• _Exercise objective_
Make a verbatim copy of the entries below; pictures stay out.

• _Data supplied_
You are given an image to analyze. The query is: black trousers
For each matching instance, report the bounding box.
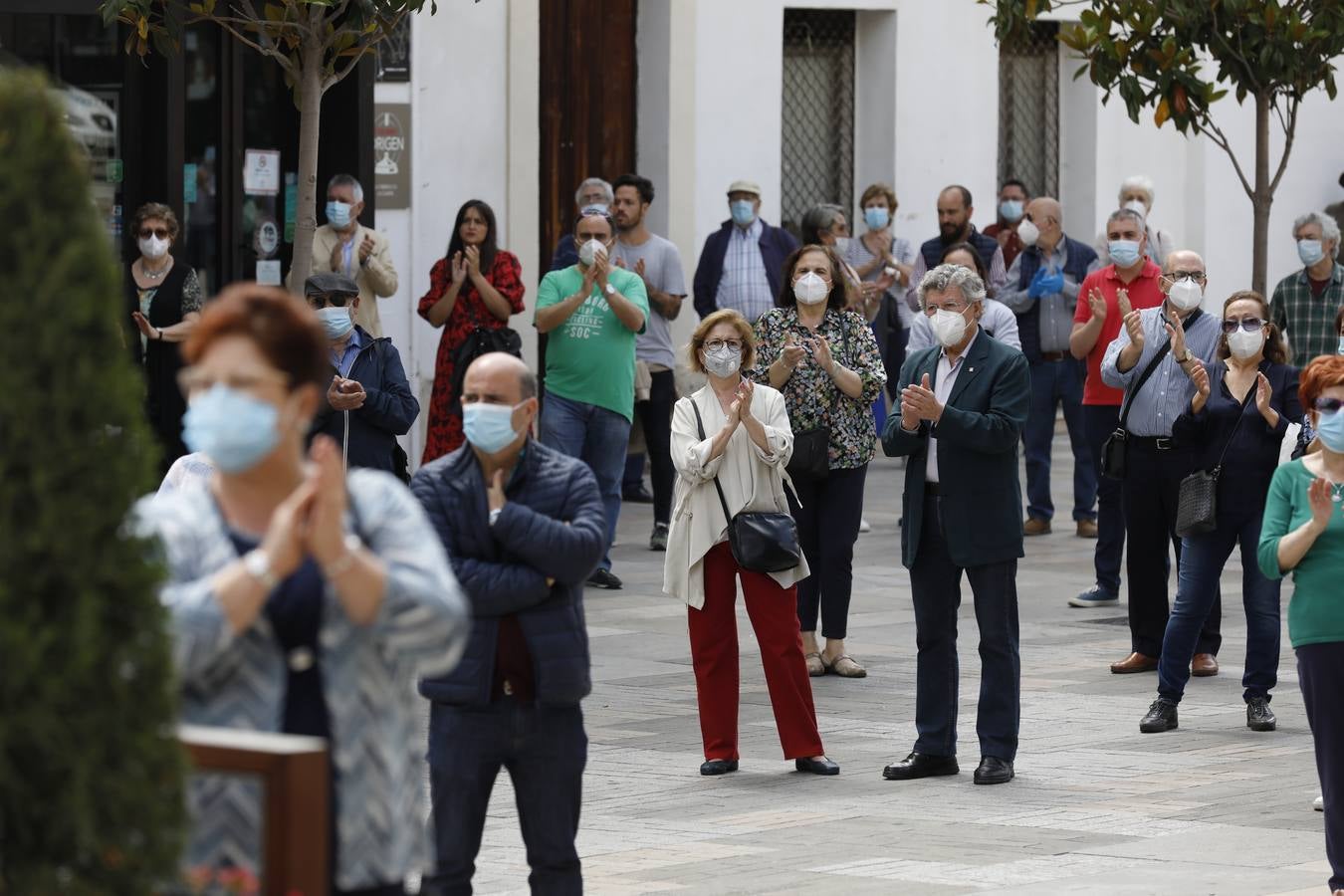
[634,370,676,523]
[1297,641,1344,891]
[788,464,868,641]
[1124,439,1224,657]
[910,497,1021,762]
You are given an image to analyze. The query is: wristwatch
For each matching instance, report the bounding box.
[243,549,280,591]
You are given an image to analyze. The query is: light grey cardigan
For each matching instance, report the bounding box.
[134,470,468,889]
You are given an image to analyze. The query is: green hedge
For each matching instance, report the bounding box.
[0,70,184,896]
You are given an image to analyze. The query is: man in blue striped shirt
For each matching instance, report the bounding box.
[1101,250,1224,676]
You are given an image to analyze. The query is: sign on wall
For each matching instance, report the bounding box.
[373,103,411,209]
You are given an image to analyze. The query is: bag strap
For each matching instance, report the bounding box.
[687,395,733,526]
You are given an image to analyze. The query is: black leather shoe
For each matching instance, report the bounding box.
[882,753,961,781]
[1245,697,1278,731]
[793,757,840,776]
[1138,697,1183,735]
[976,757,1014,784]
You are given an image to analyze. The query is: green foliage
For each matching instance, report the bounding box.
[0,73,184,896]
[980,0,1344,133]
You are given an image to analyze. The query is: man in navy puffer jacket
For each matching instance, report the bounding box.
[411,353,606,896]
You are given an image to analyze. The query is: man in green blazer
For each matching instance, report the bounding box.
[882,265,1030,784]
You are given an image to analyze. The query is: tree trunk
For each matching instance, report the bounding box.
[291,39,323,293]
[1251,94,1274,299]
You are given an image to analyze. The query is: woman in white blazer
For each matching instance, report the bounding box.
[663,311,840,776]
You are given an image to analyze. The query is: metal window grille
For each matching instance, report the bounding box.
[999,22,1059,196]
[780,9,855,234]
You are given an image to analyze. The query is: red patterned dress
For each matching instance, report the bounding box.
[417,249,523,464]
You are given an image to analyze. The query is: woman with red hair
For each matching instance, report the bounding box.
[1259,354,1344,896]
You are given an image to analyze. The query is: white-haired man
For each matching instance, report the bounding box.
[1268,211,1344,366]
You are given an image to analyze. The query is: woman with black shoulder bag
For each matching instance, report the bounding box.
[663,311,840,776]
[1138,290,1302,734]
[748,246,887,678]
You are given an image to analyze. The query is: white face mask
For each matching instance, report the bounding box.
[793,270,830,305]
[929,308,969,347]
[139,236,172,259]
[1167,280,1205,312]
[1228,327,1264,361]
[1017,218,1040,246]
[579,239,606,268]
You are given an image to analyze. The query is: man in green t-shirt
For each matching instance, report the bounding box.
[533,212,649,588]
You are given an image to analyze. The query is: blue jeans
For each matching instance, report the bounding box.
[1157,513,1279,703]
[541,392,630,569]
[1021,357,1097,522]
[424,699,587,896]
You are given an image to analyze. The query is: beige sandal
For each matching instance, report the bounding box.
[821,653,868,678]
[802,653,826,678]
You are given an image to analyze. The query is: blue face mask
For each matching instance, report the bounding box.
[462,401,522,454]
[1106,239,1138,268]
[1316,408,1344,454]
[729,199,756,227]
[318,308,354,342]
[1297,239,1325,268]
[181,383,280,473]
[327,199,349,227]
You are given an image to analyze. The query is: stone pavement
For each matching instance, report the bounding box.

• _Output_
You are given an image to analyze. The query is: black trousers
For each matching instance, report the bounding box.
[634,370,676,523]
[1297,641,1344,891]
[788,464,868,641]
[1124,439,1224,657]
[910,497,1021,762]
You are given an image to analyze. The query is: wristwatch
For each matching instance, report the bounding box.
[243,549,280,591]
You are given an image to analyze. The query is: light grey cardigan
For each matching instance, report the bounding box.
[134,470,468,889]
You are given an image to analyze. The query is: green hedge
For each matching instance, report the bounding box.
[0,70,184,896]
You are given an image to analyze. The query is: man in blue striped shirt
For each matching instance, report the bounding box.
[1101,250,1224,676]
You are given an image to analyze. The query is: sign on wall
For each matching instance, report the bounding box.
[373,103,411,209]
You are given an image to analyze. The query is: bag strap
For each matching instance, report the bounding box.
[687,395,733,526]
You are given an image to analyze. The query is: black leather shoe
For each matching instance, report the bounding box.
[882,753,961,781]
[1245,697,1278,731]
[793,757,840,776]
[1138,697,1183,735]
[976,757,1014,784]
You are given an image to analyze. The query is: green foliage
For each matching instance, report the bounding box.
[0,73,184,896]
[980,0,1344,133]
You are given an image to analyze. The query is: man in navy puffer jacket
For each matching instance, report the bounding box.
[411,353,606,896]
You are given an image to analyze. The query is: man in green blazer
For each matching instance, report the bounding box.
[882,265,1030,784]
You are given an image to analyze. The query is: tree trunk
For each matching instance, report the bounding box.
[291,39,323,293]
[1251,94,1274,299]
You are given an image to analyze. The query is: woman in white blazer
For each matching instance, report the bounding box.
[663,311,840,776]
You are given an image to analyze. The query is: metal window grille
For each matching instance, report the bounding box.
[999,22,1059,196]
[780,9,855,234]
You are given an image to analyze. The query is: red patterned dress
For each matching instance, report the bounding box.
[417,249,523,464]
You are given an image to analyze. The query is: woman with red hair
For each matching instance, report the bounding box.
[1259,354,1344,896]
You are given an image to analyze. The query is: white-haired man
For each matching instance, report the bounding box.
[1268,211,1344,366]
You are given an image to analyze. The query is: woman with black shoulder bag
For each matching instance, report the bounding box.
[663,311,840,776]
[1138,290,1302,734]
[748,246,887,678]
You are given an image to analyze. The query is: white face mask
For each matching instance, report the bounding box.
[793,270,830,305]
[929,308,969,347]
[139,236,172,259]
[1167,280,1205,312]
[1228,327,1264,361]
[1017,218,1040,246]
[579,239,606,268]
You are given an image to analyze. The query is: man in green t-shirt
For each matching instance, report the bounding box.
[533,212,649,588]
You are given an image to analyze. The query is: blue jeans
For each matching instance, report the bounding box.
[1157,513,1279,703]
[541,392,630,569]
[1021,357,1097,522]
[424,699,587,896]
You are given an image to analyze. The query is: beige sandal
For each matching instance, report the bounding box.
[821,653,868,678]
[802,653,826,678]
You are given an image to analyze. The query is: blue face mask
For each matching instance, report the bounding box.
[462,401,522,454]
[1106,239,1138,268]
[1316,408,1344,454]
[729,199,756,227]
[318,308,354,342]
[1297,239,1325,268]
[181,383,280,473]
[327,199,349,227]
You are given an image to analyze. The query is: stone pavement
For each matching instance, report the bounding box.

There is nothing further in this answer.